[Direction 1]
Which lines in the rows below contain the string "object"? Report each one, with case counting.

**** Excerpt ****

The Government Accountability Office advised Interior last week that
it is studying what options are available for consolidating the Forest
Service -- currently part of the Agriculture Department -- within
Interior.
Reps. Norm Dicks (D-Wash.) and Todd Tiahrt
(R-Kan.), chairman and ranking member of the House Interior
Appropriations Subcommittee, respectively, have both questioned whether
the public would be better served if the agency was moved given the
similar missions of the Forest Service and Interior's Bureau of Land
Management.
The issue is irrefutably attached to the cost
of fighting fires given that large parts of the Forest Service and
Interior's budgets are routinely set aside for wildfires.
During
an oversight hearing on wildfire management before the subcommittee
last month, Tiahrt questioned whether absorption would improve federal
firefighting efforts, but Agriculture Undersecretary Mark Rey said that
was unlikely.
'It usually goes away'
GAO has explored the question in
previous years, said GAO Natural Resources and Environment Director
Robin Nazzaro. Testimonies and reports from both the agency and Forest
Service officials concluded that past efforts to combine the agencies
have generally failed because of a lack of consensus for change, she
said.
Michael Francis, a public policy expert with the
Wilderness Society, said the combination of the Forest Service and
Interior may offer some benefits, but it would ultimately not work
because the two have different underlying laws that govern them.
Francis
also said it would be a costly endeavor to combine the two, as evident
in the reorganization of federal agencies that led to the Department of
Homeland Security.
"This comes up every couple of years,"
Francis said. "Everybody says this is a good idea but then somebody
says 'Well ...' and it usually goes away."
The Forest
Service was created in 1905, partially using land reserves from
Interior, and placed under USDA by President Theodore Roosevelt in a
move supported by Chief Gifford Pinchot.
Harold Ickes,
Interior secretary under President Franklin Roosevelt, attempted to
consolidate the agencies. More recently, there has been discussion of
combining the Forest Service and BLM, creating a Department of Natural
Resources.
Interior spokesman Chris Paolino said the
department had no official position on absorbing the Forest Service but
would work with GAO to facilitate the study.

**** Dataset entries ****

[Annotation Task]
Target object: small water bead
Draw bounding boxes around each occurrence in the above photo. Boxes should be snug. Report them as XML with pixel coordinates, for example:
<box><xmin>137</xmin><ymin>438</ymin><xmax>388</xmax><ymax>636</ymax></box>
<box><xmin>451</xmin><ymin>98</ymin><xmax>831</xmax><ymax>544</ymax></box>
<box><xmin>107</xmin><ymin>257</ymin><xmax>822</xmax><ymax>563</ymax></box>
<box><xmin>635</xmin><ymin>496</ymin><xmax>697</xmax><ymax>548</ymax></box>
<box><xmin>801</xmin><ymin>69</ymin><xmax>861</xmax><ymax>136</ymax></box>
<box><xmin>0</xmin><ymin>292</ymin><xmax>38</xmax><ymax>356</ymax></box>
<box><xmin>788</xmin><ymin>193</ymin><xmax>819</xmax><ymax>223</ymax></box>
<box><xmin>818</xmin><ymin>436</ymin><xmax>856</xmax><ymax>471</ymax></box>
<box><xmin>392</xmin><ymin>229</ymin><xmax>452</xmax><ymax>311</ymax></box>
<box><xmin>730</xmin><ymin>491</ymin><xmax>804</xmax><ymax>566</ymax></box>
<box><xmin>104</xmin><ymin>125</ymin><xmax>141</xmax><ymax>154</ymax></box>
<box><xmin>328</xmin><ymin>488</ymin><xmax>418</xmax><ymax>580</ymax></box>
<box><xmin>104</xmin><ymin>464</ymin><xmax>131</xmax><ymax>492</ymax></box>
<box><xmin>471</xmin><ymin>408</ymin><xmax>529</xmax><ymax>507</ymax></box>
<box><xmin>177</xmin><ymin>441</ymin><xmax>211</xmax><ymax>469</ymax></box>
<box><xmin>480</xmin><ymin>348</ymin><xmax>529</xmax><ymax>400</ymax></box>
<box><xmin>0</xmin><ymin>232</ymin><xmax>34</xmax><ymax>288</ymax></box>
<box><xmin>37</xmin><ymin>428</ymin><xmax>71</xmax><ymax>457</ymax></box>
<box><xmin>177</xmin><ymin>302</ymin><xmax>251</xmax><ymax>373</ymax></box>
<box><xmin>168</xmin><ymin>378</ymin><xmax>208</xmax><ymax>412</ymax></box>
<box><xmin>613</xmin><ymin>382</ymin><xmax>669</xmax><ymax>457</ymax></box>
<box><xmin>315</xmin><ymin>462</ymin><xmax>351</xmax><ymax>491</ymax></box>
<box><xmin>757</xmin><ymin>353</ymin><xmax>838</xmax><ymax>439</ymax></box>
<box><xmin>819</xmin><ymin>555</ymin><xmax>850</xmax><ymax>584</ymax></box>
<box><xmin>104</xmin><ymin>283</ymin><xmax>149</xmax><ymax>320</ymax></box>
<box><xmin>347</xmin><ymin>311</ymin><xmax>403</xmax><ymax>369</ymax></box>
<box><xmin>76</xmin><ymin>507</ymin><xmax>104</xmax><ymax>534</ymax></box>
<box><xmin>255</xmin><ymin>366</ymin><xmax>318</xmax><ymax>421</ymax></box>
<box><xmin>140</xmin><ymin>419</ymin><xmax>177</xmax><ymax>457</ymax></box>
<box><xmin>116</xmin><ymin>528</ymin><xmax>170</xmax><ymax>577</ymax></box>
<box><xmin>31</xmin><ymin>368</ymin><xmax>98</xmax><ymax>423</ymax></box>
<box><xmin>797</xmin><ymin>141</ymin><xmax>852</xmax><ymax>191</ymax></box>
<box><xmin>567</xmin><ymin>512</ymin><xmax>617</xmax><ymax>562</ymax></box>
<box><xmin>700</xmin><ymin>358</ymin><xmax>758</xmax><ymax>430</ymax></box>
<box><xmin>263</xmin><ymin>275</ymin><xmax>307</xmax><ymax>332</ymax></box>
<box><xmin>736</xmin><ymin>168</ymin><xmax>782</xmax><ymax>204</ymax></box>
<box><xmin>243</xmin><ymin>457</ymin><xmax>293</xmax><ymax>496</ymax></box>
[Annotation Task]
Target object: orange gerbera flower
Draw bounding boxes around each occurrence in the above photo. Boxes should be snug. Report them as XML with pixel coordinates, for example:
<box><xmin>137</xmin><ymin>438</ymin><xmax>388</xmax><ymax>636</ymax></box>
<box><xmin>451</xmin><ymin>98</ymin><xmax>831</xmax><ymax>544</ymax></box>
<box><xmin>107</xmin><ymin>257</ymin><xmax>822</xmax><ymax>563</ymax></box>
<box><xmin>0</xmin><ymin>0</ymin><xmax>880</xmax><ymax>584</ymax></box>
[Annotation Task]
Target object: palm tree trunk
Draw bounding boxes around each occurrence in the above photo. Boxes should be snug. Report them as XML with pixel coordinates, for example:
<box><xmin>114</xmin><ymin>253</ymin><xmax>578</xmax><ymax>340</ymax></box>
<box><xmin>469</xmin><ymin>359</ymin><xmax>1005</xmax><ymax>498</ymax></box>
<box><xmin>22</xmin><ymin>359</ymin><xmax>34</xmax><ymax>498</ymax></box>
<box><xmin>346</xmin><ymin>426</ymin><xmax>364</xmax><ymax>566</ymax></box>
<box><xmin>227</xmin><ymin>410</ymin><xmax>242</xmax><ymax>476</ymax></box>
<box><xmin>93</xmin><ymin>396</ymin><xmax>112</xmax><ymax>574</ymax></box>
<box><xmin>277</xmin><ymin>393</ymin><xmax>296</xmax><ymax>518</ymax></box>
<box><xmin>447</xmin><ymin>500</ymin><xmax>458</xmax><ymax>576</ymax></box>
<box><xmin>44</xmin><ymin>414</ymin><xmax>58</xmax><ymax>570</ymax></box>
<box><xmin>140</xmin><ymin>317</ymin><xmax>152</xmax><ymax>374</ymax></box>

****

[Direction 2]
In the excerpt on moving the Forest Service into Interior, which Interior secretary once attempted to consolidate the agencies?

[Complete answer 1]
Target object: small water bead
Target object: orange gerbera flower
Target object: palm tree trunk

[Complete answer 2]
Harold Ickes, Interior secretary under President Franklin Roosevelt.